DIRECTIONS FOR THIS TASK:
Please reproduce every one of the records below word for word, changing and leaving out nothing.

ENTRIES PROVIDED:
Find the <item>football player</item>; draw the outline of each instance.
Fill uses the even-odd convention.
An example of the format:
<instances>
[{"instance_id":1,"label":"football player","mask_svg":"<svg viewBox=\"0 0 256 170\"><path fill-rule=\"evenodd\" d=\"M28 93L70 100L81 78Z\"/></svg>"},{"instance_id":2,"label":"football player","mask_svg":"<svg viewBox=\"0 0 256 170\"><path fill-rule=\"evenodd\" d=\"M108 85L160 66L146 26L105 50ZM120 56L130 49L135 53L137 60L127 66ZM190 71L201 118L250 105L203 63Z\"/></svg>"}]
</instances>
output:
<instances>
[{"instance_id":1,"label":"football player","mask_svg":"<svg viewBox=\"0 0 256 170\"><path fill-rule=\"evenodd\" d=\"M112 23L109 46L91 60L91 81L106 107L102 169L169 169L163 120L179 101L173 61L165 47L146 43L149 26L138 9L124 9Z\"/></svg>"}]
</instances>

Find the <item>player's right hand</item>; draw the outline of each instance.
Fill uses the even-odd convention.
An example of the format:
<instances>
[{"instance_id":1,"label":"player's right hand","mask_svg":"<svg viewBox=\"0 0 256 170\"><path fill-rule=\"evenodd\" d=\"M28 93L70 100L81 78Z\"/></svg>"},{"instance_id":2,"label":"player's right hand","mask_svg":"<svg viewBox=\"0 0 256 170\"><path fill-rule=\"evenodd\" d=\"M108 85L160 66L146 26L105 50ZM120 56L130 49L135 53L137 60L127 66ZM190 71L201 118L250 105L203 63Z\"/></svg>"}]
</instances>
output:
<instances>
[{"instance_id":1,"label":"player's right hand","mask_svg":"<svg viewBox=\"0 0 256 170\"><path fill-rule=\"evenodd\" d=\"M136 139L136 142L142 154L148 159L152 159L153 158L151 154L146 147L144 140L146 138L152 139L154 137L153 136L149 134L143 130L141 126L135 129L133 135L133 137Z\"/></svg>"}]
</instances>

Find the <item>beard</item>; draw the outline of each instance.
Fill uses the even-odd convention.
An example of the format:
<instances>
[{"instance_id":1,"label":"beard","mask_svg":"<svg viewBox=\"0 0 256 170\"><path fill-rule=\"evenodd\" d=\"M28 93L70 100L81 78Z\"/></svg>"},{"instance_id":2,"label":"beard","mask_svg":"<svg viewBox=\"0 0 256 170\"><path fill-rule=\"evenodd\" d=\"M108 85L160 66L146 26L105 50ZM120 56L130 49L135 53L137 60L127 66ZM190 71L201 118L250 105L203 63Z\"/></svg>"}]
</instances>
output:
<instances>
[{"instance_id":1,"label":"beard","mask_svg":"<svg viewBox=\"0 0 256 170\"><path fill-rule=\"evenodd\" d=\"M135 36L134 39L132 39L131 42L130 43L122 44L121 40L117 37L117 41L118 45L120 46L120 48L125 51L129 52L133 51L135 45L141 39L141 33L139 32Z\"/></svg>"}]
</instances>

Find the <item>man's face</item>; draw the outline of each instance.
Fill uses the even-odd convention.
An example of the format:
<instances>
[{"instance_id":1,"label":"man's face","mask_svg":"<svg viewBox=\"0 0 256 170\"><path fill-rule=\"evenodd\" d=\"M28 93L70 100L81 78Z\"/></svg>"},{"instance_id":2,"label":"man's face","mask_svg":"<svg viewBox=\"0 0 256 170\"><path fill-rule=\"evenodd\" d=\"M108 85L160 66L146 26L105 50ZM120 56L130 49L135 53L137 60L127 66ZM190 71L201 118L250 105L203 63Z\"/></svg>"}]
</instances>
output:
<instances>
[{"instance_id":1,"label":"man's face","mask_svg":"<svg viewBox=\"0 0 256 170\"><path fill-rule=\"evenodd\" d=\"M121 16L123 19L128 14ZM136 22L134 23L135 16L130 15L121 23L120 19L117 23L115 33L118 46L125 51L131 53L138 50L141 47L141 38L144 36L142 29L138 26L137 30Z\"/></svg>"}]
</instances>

ANSWER TO THIS PROBLEM:
Find the <item>football player</item>; draw the outline of each instance.
Fill uses the even-odd convention.
An example of the format:
<instances>
[{"instance_id":1,"label":"football player","mask_svg":"<svg viewBox=\"0 0 256 170\"><path fill-rule=\"evenodd\" d=\"M28 93L70 100L81 78Z\"/></svg>"},{"instance_id":2,"label":"football player","mask_svg":"<svg viewBox=\"0 0 256 170\"><path fill-rule=\"evenodd\" d=\"M108 85L160 66L146 26L105 50ZM120 56L130 49L135 53L137 60L127 66ZM190 71L201 118L250 105L203 63Z\"/></svg>"}]
</instances>
output:
<instances>
[{"instance_id":1,"label":"football player","mask_svg":"<svg viewBox=\"0 0 256 170\"><path fill-rule=\"evenodd\" d=\"M112 23L109 46L91 60L91 81L106 107L102 169L169 169L163 120L179 101L173 61L165 47L146 43L149 26L138 9L124 9Z\"/></svg>"}]
</instances>

Find the <item>player's right hand</item>; draw the outline of each instance.
Fill uses the even-odd convention.
An example of the format:
<instances>
[{"instance_id":1,"label":"player's right hand","mask_svg":"<svg viewBox=\"0 0 256 170\"><path fill-rule=\"evenodd\" d=\"M28 93L70 100L81 78Z\"/></svg>"},{"instance_id":2,"label":"player's right hand","mask_svg":"<svg viewBox=\"0 0 256 170\"><path fill-rule=\"evenodd\" d=\"M108 85L160 66L146 26L105 50ZM120 56L130 49L135 53L137 60L127 66ZM190 71L201 118L250 105L203 63Z\"/></svg>"}]
</instances>
output:
<instances>
[{"instance_id":1,"label":"player's right hand","mask_svg":"<svg viewBox=\"0 0 256 170\"><path fill-rule=\"evenodd\" d=\"M136 139L136 142L142 154L148 159L152 159L153 158L151 154L146 147L144 140L146 138L152 139L154 137L153 136L149 134L143 130L141 126L135 129L133 135L133 137Z\"/></svg>"}]
</instances>

Find the <item>beard</item>; draw the outline of each instance.
Fill uses the even-odd convention.
An example of the format:
<instances>
[{"instance_id":1,"label":"beard","mask_svg":"<svg viewBox=\"0 0 256 170\"><path fill-rule=\"evenodd\" d=\"M28 93L70 100L81 78Z\"/></svg>"},{"instance_id":2,"label":"beard","mask_svg":"<svg viewBox=\"0 0 256 170\"><path fill-rule=\"evenodd\" d=\"M108 85L160 66L146 26L105 50ZM120 56L130 49L135 53L137 60L127 66ZM190 71L201 118L250 105L203 63Z\"/></svg>"}]
</instances>
output:
<instances>
[{"instance_id":1,"label":"beard","mask_svg":"<svg viewBox=\"0 0 256 170\"><path fill-rule=\"evenodd\" d=\"M135 36L134 39L132 39L131 42L130 43L122 44L121 40L117 37L117 41L118 45L120 46L120 48L125 51L129 52L133 51L135 45L141 39L141 33L139 32Z\"/></svg>"}]
</instances>

Find the <item>man's face</item>; draw the outline of each instance.
Fill uses the even-odd convention.
An example of the format:
<instances>
[{"instance_id":1,"label":"man's face","mask_svg":"<svg viewBox=\"0 0 256 170\"><path fill-rule=\"evenodd\" d=\"M28 93L70 100L81 78Z\"/></svg>"},{"instance_id":2,"label":"man's face","mask_svg":"<svg viewBox=\"0 0 256 170\"><path fill-rule=\"evenodd\" d=\"M108 85L160 66L146 26L105 50ZM120 56L130 49L135 53L137 60L127 66ZM190 71L201 118L250 105L203 63Z\"/></svg>"}]
</instances>
output:
<instances>
[{"instance_id":1,"label":"man's face","mask_svg":"<svg viewBox=\"0 0 256 170\"><path fill-rule=\"evenodd\" d=\"M121 16L123 19L128 14ZM136 22L134 23L135 16L130 15L121 23L120 19L117 23L115 33L118 46L125 51L131 53L138 50L141 47L141 38L144 36L142 29L138 26L137 30Z\"/></svg>"}]
</instances>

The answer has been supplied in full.